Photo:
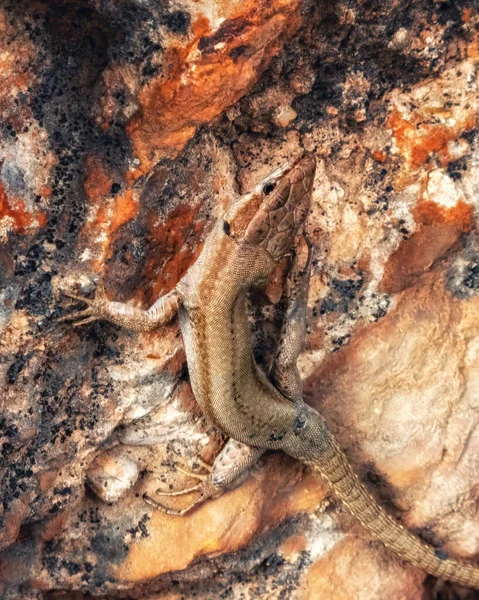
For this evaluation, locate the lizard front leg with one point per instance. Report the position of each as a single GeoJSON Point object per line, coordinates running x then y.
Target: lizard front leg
{"type": "Point", "coordinates": [284, 372]}
{"type": "Point", "coordinates": [131, 317]}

· · ·

- _Task instructions_: Scale the entries above by copying each one in full, with the pictures omitted, and multiplying every point coordinate in the answers by 0.2. Round each result to a whole number, with halves rounded up.

- _Final result_:
Photo:
For this evaluation, locate the lizard front leg with one point per instance. Report the position of each as a single GeoJSON Point object per line, coordinates running x then y.
Target: lizard front leg
{"type": "Point", "coordinates": [57, 74]}
{"type": "Point", "coordinates": [26, 63]}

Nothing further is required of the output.